- _Page text_
=== Section Start ===

These particular sows are like, Heinz 57 of pig breeds. I don't know what all is in there. My sister does have a purebred mangalitsa sow and boar, too. Their piglets are so cute. They are striped like little wild pigs. If I was going to pick a pig breed for myself, I think I'd look into Kune Kunes. They are smaller, and I have _heard_ (don't know from experience) that they don't root as much and are less destructive to the soil. 


toth boer goats said:


> Wow beautiful pics.


Thank you!


----------



## Cedarwinds Farm

And today we have snow!


----------



## Moers kiko boars

Beautiful drawing (card) from your neice. And your photos are Awesome. I laughed at the Goats with their own personal Back Scrathers!🤣😂(chickens)


----------



## Rancho Draco

Beautiful pictures! As much snow as we have hear, I can still enjoy the pretty snow there. 

I had looked into Idaho Pasture pigs for the same reasons as you mentioned. I just can't quite bring myself to bring any other animals on.


----------



## MadHouse

Rancho Draco said:


> Beautiful pictures! As much snow as we have hear, I can still enjoy the pretty snow there.


I agree! Same here. We have snow all winter long, but yours still looks pretty to me.


----------



## toth boer goats

Beautiful pics.


----------



## Cedarwinds Farm

Moers kiko boars said:


> Beautiful drawing (card) from your neice. And your photos are Awesome. I laughed at the Goats with their own personal Back Scrathers!🤣😂(chickens)


You know goats...always looking for new ways to scratch those itches!


Rancho Draco said:


> Beautiful pictures! As much snow as we have hear, I can still enjoy the pretty snow there.
> 
> I had looked into Idaho Pasture pigs for the same reasons as you mentioned. I just can't quite bring myself to bring any other animals on.





MadHouse said:


> I agree! Same here. We have snow all winter long, but yours still looks pretty to me.

=== Section End ===

- _Source data_
=== Section Start ===

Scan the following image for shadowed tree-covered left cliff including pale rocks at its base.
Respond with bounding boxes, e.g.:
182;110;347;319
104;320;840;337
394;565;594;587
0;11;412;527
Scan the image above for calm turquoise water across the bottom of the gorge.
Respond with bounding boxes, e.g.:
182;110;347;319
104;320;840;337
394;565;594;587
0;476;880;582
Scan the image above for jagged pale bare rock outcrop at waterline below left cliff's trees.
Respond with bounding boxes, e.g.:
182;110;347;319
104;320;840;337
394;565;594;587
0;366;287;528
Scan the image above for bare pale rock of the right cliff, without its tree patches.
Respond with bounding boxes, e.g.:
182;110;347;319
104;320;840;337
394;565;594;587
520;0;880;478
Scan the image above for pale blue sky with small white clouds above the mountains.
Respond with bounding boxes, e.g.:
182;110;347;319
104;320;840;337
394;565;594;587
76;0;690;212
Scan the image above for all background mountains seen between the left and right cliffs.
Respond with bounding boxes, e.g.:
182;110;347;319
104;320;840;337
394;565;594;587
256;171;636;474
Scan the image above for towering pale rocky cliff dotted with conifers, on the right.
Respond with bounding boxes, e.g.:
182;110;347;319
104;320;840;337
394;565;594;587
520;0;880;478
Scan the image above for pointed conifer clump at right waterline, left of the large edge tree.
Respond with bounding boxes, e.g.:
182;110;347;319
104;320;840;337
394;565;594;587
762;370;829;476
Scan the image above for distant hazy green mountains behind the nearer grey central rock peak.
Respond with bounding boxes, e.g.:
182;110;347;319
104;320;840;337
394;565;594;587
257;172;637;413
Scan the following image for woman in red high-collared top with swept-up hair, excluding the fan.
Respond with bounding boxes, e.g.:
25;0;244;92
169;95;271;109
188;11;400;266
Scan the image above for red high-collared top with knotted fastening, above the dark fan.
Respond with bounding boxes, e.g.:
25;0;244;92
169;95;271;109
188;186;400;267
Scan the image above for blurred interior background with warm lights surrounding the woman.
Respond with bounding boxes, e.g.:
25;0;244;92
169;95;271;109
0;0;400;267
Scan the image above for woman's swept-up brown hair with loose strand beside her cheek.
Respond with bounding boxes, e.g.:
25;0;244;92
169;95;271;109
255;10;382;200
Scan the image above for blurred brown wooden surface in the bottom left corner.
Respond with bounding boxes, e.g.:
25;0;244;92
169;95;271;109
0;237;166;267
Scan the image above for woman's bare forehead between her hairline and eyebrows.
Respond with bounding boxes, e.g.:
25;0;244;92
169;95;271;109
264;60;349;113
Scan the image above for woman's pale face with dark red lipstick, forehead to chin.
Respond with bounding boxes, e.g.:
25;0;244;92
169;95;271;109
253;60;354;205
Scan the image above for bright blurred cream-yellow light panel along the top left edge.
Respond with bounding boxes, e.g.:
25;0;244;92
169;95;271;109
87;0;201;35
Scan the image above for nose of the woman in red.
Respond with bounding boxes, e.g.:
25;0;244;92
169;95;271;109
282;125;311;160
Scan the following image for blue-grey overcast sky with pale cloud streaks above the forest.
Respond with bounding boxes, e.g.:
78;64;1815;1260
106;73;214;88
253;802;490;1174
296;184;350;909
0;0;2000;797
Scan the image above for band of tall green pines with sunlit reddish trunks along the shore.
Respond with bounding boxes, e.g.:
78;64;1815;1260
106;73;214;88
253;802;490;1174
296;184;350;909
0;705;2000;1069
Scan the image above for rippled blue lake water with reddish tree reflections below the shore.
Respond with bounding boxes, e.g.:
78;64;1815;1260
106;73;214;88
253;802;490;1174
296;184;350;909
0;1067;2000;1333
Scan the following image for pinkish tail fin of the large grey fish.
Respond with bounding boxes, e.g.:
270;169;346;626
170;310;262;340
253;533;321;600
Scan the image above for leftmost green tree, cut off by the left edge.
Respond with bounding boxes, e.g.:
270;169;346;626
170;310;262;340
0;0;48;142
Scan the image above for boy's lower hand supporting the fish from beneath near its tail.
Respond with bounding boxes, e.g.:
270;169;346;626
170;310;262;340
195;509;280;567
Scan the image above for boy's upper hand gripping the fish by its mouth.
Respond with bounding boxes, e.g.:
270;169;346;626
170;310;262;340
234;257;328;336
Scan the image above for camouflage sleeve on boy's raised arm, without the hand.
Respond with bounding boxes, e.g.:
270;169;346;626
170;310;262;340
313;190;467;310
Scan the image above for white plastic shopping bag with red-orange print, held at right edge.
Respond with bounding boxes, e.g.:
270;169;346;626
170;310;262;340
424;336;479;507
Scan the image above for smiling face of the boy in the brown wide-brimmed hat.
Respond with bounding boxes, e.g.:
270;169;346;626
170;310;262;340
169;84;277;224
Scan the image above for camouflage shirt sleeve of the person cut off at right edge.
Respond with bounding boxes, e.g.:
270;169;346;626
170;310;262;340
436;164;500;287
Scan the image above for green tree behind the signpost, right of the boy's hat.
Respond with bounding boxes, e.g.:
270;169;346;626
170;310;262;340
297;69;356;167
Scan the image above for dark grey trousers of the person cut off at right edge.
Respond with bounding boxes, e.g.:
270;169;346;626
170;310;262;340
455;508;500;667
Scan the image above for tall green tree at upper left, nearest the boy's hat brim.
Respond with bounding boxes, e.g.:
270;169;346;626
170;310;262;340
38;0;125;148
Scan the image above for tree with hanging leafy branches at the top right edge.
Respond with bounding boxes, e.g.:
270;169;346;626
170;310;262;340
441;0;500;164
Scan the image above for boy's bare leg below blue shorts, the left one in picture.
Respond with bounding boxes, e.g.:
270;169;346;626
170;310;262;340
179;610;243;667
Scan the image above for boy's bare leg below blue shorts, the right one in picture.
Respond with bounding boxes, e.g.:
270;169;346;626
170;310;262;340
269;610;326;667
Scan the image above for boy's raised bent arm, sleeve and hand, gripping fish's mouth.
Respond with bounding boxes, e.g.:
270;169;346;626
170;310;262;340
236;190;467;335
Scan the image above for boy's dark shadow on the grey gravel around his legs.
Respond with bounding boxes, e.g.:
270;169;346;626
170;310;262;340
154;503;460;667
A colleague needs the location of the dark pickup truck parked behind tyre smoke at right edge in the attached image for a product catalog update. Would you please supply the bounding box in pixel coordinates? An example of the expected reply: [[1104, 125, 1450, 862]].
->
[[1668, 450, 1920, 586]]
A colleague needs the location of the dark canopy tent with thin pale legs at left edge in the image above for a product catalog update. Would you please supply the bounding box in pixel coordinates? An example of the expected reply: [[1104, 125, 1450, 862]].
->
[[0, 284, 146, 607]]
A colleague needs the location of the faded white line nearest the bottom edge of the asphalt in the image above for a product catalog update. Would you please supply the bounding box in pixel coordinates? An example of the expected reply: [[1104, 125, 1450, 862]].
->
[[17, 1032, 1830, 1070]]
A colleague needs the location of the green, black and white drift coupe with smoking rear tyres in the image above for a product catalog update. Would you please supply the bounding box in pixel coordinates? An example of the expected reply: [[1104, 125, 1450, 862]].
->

=== Section End ===

- _Assignment 1_
According to the farm forum thread, which pig breed would the first poster look into if picking one for themselves?
- _Assignment 2_
Write the next part of the farm forum thread, picking up after its final line.
The material can be set aside.

- _Answer space 1_
Kune Kunes.

- _Answer space 2_
I was excited about the snow, since it was the first real snow we've had so far this winter. I think it is so pretty when it's fresh. Glad you guys aren't sick of it yet!
@Rancho Draco I hadn't heard about Idaho Pasture Pigs before! Pigs are fascinating, but they can be so destructive and intimidating. My sister's boar is mean. He took a chunk out of her leg one time. I have a healthy respect for the pigs!


toth boer goats said:


> Beautiful pics.


Thanks!


----------



## Cedarwinds Farm

Belle's audition photo for MFA feed store mascot.








I have quite a number of photos of my animals posing with MFA bags. If that store ever puts together a calendar, I could supply most of the photos.  Pippi especially loves feed sacks. She enjoys the wonderful crinkling sound they make when she waves them in the air.


----------



## Rancho Draco

That picture is adorable! All of my animals are terrified of feed sacks lol

The IPPs are supposed to be very gentle pigs. They had caught my eye since they are supposed to grow to butcher weight as fast as commercial hogs but they don't get much bigger after that. And they have the upturned snout so they don't destroy the ground. The people that I've talked to that have them seem to really like them.


----------



## Cedarwinds Farm

Rancho Draco said:


> That picture is adorable! All of my animals are terrified of feed sacks lol
> 
> The IPPs are supposed to be very gentle pigs. They had caught my eye since they are supposed to grow to butcher weight as fast as commercial hogs but they don't get much bigger after that. And they have the upturned snout so they don't destroy the ground. The people that I've talked to that have them seem to really like them.


I'm checking those out if I ever get into the pig business!


----------



## Moers kiko boars

Love your Puppy & chow picture!🙃🥰


----------



## toth boer goats

Adorable.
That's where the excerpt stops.